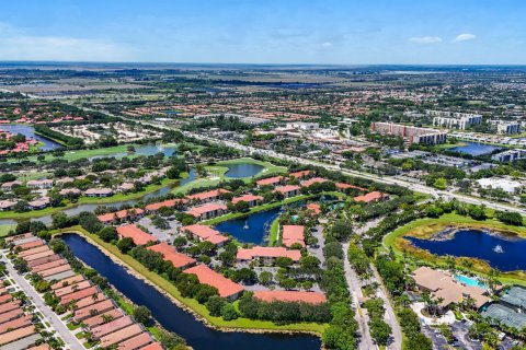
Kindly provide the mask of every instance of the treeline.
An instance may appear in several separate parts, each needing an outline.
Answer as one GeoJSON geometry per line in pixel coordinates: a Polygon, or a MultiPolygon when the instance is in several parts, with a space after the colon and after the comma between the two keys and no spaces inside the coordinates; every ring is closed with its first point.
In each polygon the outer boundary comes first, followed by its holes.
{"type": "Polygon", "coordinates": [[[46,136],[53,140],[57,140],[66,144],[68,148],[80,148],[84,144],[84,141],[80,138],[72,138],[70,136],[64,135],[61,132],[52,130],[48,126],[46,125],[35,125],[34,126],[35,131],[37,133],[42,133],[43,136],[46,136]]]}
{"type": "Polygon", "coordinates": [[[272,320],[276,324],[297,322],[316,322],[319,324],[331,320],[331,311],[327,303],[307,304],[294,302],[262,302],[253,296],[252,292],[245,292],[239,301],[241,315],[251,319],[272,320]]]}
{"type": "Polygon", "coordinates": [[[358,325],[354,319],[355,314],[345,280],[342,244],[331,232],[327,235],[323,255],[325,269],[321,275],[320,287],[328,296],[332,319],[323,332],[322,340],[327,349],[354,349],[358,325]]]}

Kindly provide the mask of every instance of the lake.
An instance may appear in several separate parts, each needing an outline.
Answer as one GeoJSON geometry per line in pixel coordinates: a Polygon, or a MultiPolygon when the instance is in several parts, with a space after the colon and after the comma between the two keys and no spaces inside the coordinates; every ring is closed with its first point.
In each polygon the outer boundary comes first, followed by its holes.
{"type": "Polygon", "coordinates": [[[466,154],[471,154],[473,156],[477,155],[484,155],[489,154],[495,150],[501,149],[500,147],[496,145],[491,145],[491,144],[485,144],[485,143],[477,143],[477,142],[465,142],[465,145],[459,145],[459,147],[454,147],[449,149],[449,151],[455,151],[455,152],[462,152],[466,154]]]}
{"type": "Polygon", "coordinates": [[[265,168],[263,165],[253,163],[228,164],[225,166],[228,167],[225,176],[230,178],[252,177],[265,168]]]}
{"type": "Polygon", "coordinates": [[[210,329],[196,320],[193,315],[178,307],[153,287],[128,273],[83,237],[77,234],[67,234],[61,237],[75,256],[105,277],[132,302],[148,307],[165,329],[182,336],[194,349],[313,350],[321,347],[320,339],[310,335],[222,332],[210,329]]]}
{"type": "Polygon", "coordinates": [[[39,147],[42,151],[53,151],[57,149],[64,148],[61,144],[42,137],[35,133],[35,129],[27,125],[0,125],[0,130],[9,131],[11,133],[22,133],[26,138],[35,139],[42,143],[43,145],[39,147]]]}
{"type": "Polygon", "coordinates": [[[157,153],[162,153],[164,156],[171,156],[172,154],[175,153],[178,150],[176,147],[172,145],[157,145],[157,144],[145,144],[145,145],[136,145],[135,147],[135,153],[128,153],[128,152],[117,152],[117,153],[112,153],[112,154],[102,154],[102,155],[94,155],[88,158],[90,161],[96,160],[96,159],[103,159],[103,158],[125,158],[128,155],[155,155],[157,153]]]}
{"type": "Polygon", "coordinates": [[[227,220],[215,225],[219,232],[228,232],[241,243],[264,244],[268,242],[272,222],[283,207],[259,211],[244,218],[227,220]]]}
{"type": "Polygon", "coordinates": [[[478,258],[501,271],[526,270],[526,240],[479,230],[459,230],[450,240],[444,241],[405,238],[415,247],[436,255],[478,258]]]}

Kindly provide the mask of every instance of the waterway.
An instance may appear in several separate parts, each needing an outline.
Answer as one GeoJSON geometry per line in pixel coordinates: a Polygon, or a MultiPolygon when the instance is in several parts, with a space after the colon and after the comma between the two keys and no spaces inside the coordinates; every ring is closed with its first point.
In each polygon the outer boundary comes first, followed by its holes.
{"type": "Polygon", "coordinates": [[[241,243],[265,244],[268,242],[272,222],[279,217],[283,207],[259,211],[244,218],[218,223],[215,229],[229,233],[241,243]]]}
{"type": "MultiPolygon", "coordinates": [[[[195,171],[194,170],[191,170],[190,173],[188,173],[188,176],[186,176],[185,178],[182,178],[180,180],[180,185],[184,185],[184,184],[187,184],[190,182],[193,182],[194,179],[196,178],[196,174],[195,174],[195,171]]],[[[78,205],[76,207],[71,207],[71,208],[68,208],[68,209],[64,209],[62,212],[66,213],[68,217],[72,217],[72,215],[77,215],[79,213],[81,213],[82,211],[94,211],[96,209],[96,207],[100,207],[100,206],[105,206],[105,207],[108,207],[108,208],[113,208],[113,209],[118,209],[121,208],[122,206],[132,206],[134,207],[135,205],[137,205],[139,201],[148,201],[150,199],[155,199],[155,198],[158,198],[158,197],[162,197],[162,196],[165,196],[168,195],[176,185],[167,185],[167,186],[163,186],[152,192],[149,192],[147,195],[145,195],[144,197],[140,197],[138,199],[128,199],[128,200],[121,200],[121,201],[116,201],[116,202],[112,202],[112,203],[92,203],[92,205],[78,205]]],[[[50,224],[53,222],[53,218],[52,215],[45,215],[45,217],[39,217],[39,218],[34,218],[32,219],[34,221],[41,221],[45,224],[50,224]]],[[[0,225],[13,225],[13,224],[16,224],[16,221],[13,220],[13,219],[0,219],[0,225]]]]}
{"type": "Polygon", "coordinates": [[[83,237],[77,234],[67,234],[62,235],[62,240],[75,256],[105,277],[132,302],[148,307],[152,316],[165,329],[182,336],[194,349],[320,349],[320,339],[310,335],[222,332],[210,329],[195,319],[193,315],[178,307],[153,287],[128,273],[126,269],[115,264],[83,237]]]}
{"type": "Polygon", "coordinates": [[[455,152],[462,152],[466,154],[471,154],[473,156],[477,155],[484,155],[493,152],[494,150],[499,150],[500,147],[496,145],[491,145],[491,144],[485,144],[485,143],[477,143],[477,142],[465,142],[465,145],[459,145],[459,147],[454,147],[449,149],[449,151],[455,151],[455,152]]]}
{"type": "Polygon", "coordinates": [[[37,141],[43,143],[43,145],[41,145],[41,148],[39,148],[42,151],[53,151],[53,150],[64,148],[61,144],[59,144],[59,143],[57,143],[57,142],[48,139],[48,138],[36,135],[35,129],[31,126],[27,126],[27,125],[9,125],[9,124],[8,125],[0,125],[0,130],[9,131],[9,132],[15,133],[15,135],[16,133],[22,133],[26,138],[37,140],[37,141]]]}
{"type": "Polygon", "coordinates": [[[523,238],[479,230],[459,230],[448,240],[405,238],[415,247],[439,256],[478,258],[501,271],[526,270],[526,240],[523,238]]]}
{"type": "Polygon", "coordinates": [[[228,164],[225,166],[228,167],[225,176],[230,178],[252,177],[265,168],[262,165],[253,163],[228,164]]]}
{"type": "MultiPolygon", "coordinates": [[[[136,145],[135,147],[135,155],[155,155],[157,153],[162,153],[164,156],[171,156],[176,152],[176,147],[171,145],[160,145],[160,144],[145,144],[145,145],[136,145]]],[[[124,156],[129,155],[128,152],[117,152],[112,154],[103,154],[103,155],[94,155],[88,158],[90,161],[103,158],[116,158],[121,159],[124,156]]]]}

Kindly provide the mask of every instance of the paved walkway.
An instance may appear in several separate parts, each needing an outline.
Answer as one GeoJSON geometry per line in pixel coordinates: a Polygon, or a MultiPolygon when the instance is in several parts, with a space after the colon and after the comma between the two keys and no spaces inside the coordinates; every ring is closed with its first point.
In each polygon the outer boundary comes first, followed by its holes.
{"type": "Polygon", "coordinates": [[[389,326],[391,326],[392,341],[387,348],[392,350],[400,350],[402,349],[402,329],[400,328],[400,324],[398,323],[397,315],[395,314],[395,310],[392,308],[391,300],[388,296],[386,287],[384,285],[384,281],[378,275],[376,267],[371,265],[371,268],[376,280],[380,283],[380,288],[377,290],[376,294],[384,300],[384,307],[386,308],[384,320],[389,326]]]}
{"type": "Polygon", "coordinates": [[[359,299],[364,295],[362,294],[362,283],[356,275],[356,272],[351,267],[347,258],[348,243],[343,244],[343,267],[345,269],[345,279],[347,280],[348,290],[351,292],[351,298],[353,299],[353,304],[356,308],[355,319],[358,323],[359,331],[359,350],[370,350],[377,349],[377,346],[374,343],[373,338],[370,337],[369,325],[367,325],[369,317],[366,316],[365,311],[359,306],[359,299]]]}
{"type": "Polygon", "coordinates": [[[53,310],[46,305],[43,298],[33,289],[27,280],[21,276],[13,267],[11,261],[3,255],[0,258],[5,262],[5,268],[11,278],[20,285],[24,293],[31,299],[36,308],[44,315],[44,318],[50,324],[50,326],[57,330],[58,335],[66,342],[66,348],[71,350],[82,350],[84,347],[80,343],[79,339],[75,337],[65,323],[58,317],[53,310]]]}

---

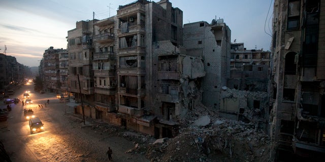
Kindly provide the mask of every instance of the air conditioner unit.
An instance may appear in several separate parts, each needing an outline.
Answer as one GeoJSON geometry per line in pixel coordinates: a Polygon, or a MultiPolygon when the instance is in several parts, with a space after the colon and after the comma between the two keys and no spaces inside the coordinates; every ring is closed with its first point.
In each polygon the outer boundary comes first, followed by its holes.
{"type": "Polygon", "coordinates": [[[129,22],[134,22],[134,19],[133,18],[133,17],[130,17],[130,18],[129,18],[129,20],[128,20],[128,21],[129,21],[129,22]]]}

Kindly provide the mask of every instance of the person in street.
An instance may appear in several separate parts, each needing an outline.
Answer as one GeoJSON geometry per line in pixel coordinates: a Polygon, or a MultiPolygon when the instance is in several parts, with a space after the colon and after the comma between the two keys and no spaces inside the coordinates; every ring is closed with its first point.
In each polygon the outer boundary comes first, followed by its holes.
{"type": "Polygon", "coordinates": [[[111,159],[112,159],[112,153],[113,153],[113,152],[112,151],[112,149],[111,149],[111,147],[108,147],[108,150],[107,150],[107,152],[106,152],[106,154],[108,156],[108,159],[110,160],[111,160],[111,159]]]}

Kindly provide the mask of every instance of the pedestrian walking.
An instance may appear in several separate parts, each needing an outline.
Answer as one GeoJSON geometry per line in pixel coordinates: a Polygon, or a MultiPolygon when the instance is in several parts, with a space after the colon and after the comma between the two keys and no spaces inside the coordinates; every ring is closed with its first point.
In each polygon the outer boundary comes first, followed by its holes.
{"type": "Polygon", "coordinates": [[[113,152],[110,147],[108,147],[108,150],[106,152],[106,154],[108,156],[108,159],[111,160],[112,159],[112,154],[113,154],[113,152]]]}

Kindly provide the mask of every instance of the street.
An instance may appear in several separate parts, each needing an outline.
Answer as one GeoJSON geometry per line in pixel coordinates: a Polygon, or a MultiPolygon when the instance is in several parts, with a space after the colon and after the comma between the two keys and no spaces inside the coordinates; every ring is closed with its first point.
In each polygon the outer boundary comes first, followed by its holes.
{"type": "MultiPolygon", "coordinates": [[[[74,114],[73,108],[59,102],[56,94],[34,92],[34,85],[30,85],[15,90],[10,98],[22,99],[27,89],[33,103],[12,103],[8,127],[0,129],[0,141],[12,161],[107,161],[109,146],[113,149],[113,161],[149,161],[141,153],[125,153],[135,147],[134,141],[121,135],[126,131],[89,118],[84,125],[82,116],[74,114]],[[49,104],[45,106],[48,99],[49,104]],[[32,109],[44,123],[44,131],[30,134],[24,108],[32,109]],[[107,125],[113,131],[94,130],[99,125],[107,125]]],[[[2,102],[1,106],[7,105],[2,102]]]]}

---

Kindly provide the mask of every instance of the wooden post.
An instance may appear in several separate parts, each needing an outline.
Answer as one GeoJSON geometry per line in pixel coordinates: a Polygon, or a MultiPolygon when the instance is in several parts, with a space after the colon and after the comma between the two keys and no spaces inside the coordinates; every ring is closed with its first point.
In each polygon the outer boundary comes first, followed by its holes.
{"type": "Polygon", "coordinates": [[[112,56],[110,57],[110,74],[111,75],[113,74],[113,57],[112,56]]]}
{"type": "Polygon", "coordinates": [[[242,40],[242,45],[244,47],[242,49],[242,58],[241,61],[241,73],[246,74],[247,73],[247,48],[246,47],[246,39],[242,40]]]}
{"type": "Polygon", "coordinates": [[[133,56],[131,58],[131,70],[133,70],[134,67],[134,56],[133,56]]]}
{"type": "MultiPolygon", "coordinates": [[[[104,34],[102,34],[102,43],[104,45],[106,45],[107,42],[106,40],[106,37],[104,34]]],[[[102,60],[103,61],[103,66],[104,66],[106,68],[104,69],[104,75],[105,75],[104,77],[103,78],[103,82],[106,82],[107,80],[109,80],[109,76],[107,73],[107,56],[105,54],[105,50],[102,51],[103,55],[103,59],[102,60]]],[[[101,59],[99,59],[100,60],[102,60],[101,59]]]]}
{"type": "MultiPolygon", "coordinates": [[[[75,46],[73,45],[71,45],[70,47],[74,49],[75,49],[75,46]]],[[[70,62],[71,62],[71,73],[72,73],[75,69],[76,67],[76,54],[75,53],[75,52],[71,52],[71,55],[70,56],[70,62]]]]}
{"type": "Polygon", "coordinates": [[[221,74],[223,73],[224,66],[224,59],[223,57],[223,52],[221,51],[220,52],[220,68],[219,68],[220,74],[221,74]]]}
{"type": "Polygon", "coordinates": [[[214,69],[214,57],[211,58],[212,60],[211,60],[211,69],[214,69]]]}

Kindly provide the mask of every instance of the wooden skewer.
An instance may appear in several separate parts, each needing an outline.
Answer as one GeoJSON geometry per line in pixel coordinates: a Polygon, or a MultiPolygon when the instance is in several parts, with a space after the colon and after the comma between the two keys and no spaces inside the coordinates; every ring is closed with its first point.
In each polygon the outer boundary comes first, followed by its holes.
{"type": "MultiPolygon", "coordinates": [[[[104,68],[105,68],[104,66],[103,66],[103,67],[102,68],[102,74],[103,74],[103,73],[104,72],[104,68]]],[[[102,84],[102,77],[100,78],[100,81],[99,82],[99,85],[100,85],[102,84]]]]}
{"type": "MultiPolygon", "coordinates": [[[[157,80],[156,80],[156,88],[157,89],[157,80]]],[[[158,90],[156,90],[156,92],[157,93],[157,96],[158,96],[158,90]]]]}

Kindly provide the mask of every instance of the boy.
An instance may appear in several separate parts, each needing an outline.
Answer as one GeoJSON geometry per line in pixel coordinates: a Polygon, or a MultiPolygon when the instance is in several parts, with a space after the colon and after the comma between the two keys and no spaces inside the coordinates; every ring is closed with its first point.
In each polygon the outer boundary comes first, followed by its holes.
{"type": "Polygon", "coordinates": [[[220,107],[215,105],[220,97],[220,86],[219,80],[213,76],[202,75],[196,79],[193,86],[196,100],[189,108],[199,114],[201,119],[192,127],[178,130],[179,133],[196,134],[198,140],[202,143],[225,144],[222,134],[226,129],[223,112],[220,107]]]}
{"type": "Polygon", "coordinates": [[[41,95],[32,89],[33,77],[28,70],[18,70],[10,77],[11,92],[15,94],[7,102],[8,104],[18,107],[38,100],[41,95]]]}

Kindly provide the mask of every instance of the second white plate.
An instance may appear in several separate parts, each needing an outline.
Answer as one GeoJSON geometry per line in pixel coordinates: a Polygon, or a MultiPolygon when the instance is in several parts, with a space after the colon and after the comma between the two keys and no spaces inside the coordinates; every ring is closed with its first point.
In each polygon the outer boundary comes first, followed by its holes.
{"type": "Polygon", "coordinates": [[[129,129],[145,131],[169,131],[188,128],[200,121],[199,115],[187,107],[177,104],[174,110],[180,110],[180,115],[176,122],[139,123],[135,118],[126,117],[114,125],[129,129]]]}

▶ Task description:
Gather every line of the items above that contains the word "street", copying each line in full. Matches must have the same case.

▶ Response to the exercise:
Kindly provide the mask of every instance of the person in street.
Kindly provide the mask of every instance of the street.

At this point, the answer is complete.